▸ **Task statement**: In the article on aerial pesticides and autism, explain in one to three sentences why the author concludes that pyrethroids are even safer than DEET.

3 Reasons Aerial Pesticides Are Not Causing Autism

By Hank Campbell — May 02, 2016
There are bad studies, and worse studies. This one could be either: Pyrethroid pesticides, which have been used for 50 years, are all of a sudden causing autism? We think not.
shutterstock_248074444 Photo credit: Shutterstock

Steven Hicks, M.D. PhD, pediatrician at Penn State Milton S. Hershey Medical Center in Hershey, Pennsylvania, looked at autism rates in a swampy region of New York and saw higher developmental delay and autism diagnoses in some areas and thinks he knows why; pyrethroid pesticides being sprayed by airplanes to kill mosquitoes.

Scientists, toxicologists, and public health officials certainly appreciate some attention being drawn to killing mosquitoes as the season — and Zika concern — approaches, but chemically it just can't be true, for three reasons:

1. Pyrethroids are less toxic than the popular home-use repellent DEET. DEET is even applied directly to the skin, where it is readily absorbed into the blood. It still isn't harmful, meaning pyrethroids are even safer.

2. There is no plausible biological mechanism for this correlation and none is proposed; it is simply two curves that happen to show an association, real or otherwise. It could just be a spurious correlation. For example, organic food sales have also increased with autism(1), which is obviously ridiculous. Furthermore, there are many reasons why people who live near swampland may seem to have more diagnosed developmental delays — a broadening of the definition of autism, and better reporting in areas that were not as well serviced before.

3. Pyrethroids have been used for 50 years, so they can't suddenly be causing autism. In the zip codes that were analyzed, 1 in 120 children was diagnosed with autism spectrum disorder or a developmental delay, while the same class of pesticides without aerial spraying was 1 in 172. Yet the prevalence nationwide for autism spectrum disorder is 1 in 68. From these data, it could be argued that pyrethroids lower the chances of autism, which is no more or less valid than these claims.

Hicks does not say he knows this correlation to be causative, he wants it "studied" more, but his supporting information is sketchy — he invokes a California paper regarding pregnant women and autism being linked to pesticides using proxies the same way, without noting that the paper was widely discredited because it did not measure any pesticides(2), it simply matched two curves as is being done with aerial spraying. The author also did not disclose two conflicts of interest— she is both an autism and an anti-pesticide activist.

Hicks' work has not been peer-reviewed yet (preliminary findings, presented at the Pediatric Academic Societies 2016 Meeting), so it is sadly both unfortunate and predictable that environmental groups are already exploiting developmentally disabled children and their parents by promoting this finding to raise money — and that publications like Newsweek are enabling them without any critical thinking.

NOTES:

(1) It's a serious issue, I don't want to be glib about it, but since every environmental group is glib about their curve matching when dialing for dollars:

(2) Other flawed uses of proxies published as fact:

(1) Zebras evolved stripes due to flies

(2) Famous paintings are proof of climate change

(3) Bicep size correlates to political conservatism.

▸ **Source data**:
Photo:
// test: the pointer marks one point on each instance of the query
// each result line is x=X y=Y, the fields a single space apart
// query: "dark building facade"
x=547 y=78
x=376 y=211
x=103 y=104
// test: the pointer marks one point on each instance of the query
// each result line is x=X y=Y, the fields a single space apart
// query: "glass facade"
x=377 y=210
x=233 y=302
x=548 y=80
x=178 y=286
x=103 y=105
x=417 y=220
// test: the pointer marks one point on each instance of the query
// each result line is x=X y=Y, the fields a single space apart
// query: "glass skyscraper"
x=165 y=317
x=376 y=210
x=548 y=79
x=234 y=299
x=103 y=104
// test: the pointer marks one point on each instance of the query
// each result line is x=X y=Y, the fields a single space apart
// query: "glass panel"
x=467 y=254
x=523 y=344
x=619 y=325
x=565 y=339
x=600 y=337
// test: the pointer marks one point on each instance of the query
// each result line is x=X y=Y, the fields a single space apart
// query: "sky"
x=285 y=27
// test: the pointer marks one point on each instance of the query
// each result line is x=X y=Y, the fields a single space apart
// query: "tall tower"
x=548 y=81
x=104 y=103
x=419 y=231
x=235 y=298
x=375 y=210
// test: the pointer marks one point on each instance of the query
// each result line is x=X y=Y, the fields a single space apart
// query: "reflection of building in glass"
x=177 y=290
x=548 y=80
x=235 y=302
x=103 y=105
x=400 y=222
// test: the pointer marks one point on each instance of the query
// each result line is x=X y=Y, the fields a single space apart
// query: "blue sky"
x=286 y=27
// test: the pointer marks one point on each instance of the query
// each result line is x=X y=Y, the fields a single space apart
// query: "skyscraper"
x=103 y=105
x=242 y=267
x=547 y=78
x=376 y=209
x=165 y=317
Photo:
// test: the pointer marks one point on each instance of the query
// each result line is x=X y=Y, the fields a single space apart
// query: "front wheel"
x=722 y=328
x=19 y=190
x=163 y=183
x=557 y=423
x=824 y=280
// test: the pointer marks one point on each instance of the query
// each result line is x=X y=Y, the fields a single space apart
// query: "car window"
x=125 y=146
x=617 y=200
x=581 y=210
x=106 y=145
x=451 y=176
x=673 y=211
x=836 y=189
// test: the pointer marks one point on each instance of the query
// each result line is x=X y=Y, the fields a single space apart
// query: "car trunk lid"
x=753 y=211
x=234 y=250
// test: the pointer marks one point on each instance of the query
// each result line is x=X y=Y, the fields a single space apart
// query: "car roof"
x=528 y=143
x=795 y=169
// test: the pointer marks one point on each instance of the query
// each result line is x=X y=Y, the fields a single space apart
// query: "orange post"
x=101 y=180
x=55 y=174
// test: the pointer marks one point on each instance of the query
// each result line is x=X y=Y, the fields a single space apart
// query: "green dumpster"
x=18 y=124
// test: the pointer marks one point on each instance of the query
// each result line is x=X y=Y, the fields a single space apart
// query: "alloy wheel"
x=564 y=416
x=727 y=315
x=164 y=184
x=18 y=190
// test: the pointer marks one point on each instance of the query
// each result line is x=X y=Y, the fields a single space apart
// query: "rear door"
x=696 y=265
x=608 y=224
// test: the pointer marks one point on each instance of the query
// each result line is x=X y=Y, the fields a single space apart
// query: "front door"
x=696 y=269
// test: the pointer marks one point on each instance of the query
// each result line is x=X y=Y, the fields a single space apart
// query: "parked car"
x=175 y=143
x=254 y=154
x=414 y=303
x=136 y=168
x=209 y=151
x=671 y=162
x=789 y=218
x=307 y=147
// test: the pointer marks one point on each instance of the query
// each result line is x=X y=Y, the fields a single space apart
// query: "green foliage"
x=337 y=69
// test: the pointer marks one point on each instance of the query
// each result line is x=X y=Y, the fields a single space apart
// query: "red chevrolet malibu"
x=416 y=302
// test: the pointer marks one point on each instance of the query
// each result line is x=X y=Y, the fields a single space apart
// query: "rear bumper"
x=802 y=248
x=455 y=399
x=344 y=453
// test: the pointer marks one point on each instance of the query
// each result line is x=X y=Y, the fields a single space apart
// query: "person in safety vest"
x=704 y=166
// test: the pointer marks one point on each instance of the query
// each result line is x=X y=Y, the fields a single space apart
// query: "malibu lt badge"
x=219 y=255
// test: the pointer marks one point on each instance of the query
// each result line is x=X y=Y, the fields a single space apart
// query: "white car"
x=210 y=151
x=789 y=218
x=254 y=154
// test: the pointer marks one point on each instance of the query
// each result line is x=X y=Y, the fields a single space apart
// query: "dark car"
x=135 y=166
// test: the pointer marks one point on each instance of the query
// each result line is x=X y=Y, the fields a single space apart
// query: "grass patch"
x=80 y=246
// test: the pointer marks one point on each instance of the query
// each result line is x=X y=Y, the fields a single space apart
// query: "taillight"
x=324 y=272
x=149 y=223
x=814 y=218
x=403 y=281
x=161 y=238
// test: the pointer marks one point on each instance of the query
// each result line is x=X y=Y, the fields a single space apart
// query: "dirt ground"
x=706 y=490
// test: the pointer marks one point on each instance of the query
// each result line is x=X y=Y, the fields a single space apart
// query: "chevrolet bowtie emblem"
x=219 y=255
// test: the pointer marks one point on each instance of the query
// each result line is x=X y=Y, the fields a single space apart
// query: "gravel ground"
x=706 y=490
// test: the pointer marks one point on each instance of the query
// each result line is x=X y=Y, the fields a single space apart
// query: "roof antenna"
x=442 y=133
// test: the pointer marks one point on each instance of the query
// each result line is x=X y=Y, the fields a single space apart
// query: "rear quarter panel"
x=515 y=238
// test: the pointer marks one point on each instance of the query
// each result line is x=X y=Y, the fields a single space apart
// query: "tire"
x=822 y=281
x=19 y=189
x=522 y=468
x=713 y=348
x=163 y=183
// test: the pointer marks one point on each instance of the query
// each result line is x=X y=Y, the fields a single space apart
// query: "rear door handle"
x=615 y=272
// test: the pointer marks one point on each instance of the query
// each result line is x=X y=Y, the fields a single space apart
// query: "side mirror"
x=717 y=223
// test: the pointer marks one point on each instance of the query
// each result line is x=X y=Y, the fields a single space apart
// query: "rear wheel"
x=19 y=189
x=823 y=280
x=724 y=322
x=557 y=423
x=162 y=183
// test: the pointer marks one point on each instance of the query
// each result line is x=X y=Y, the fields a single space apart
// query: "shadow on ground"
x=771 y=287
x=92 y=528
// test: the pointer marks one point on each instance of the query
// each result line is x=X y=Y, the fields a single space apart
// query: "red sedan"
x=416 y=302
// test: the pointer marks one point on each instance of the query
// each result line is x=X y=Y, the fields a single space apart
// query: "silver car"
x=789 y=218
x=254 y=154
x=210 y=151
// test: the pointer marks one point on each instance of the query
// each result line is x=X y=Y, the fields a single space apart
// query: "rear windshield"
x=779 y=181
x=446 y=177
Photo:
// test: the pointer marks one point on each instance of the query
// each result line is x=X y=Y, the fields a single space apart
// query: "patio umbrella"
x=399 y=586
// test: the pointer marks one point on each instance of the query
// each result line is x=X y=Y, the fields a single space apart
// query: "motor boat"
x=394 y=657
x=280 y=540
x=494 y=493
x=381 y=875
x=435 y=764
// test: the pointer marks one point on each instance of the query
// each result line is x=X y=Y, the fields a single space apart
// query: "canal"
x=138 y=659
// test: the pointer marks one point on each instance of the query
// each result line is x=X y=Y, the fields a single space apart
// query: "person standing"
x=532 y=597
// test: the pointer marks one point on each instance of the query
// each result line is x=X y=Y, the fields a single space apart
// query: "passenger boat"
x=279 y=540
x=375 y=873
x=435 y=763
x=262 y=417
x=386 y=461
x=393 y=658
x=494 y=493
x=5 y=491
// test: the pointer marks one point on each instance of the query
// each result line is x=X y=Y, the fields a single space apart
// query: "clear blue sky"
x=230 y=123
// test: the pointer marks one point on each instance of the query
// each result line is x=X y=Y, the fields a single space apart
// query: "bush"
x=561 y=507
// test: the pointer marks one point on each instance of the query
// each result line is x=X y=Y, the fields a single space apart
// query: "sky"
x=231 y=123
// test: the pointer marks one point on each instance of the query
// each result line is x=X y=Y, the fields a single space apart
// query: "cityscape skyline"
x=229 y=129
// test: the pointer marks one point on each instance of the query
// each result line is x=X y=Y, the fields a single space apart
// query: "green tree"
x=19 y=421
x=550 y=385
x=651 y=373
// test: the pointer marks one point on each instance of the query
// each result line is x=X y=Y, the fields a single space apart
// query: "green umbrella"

▸ **Response below**: Pyrethroids are less toxic than DEET, a common home-use repellent. DEET is applied directly to the skin, where it is readily absorbed into the blood, and it still isn't harmful. Since pyrethroids are less toxic than a product that is harmless even when absorbed this way, the author concludes they are safer still.